What the exercise asks — Reproduce word for word the lines between those holding "the white cabinet" and "the white outlet", inclusive, and nothing else from the data below.

Records for the exercise —
* * * * *
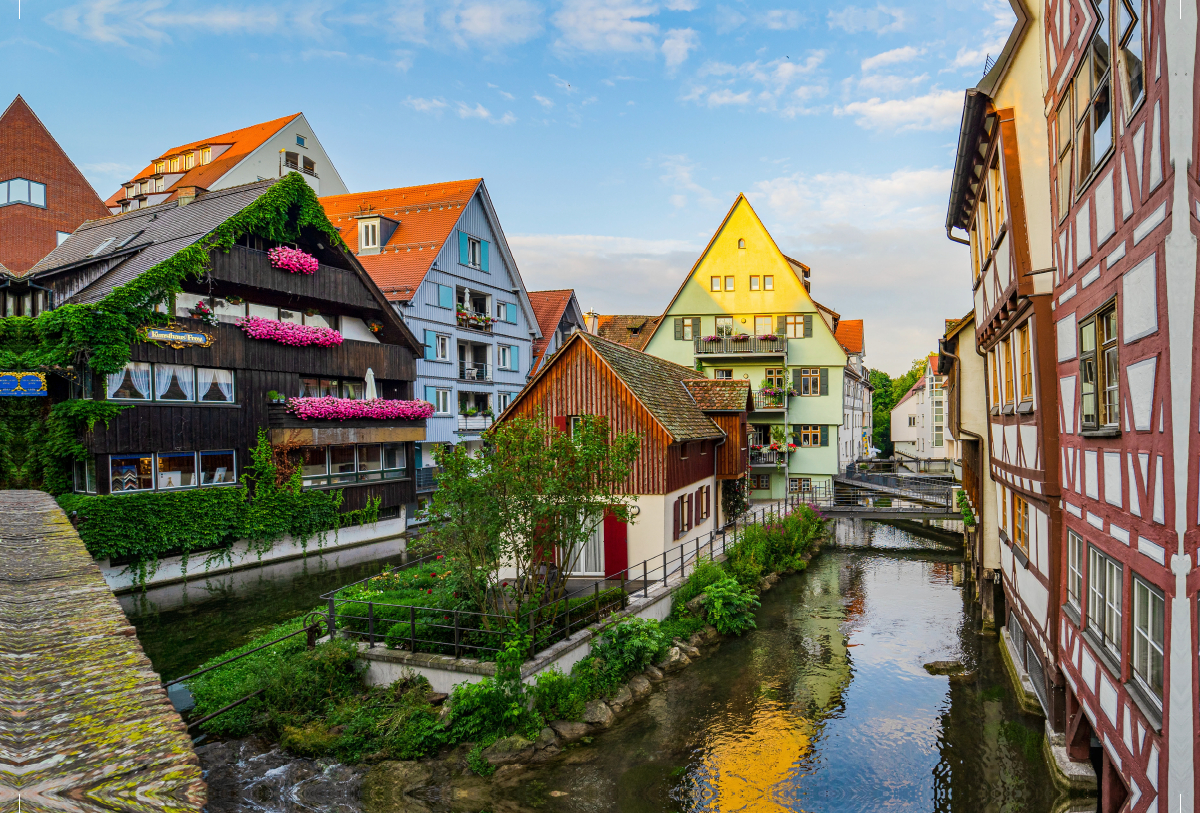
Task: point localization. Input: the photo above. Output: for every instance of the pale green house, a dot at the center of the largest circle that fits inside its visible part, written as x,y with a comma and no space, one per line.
* * * * *
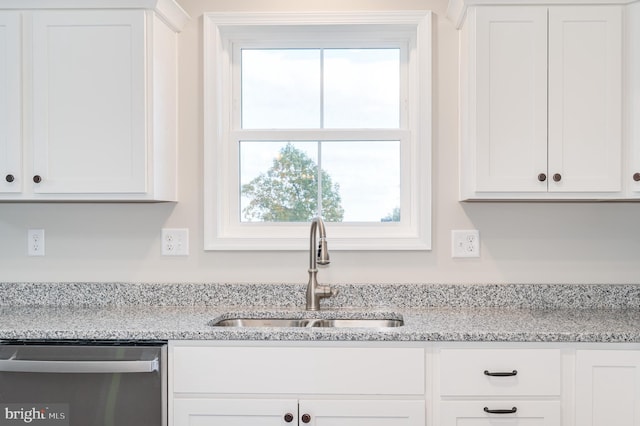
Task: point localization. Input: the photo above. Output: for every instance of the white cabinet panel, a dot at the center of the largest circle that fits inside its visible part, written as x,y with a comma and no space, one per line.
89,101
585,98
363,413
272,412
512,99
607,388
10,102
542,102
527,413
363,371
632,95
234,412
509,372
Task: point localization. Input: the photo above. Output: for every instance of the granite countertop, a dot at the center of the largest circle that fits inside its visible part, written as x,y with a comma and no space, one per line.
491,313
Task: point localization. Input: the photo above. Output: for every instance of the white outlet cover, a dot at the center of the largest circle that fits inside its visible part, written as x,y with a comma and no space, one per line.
* * * * *
Reply to the task —
Task: point localization. Input: the photo above. Output: for every instance of the white cabinet panel, a dot at the center of the largest circle that fits inside its visible part, written as x,y with a comma and no space, one per line.
89,101
585,98
363,413
272,412
512,99
607,388
10,102
542,102
527,413
363,371
632,95
234,412
509,372
Task: point localization. Input: the photo above. Output: for every instance of the granite countertop, a dot at the center of the largest circle that fits inside its visible part, written as x,y with a comma and no space, one per line.
491,313
Task: point localization. Input: the photo above. Output: for every instance of the white outlet cover, a dot at the center of the largest circle that fits inside its visible part, written as x,y with a comma and no space, one per line.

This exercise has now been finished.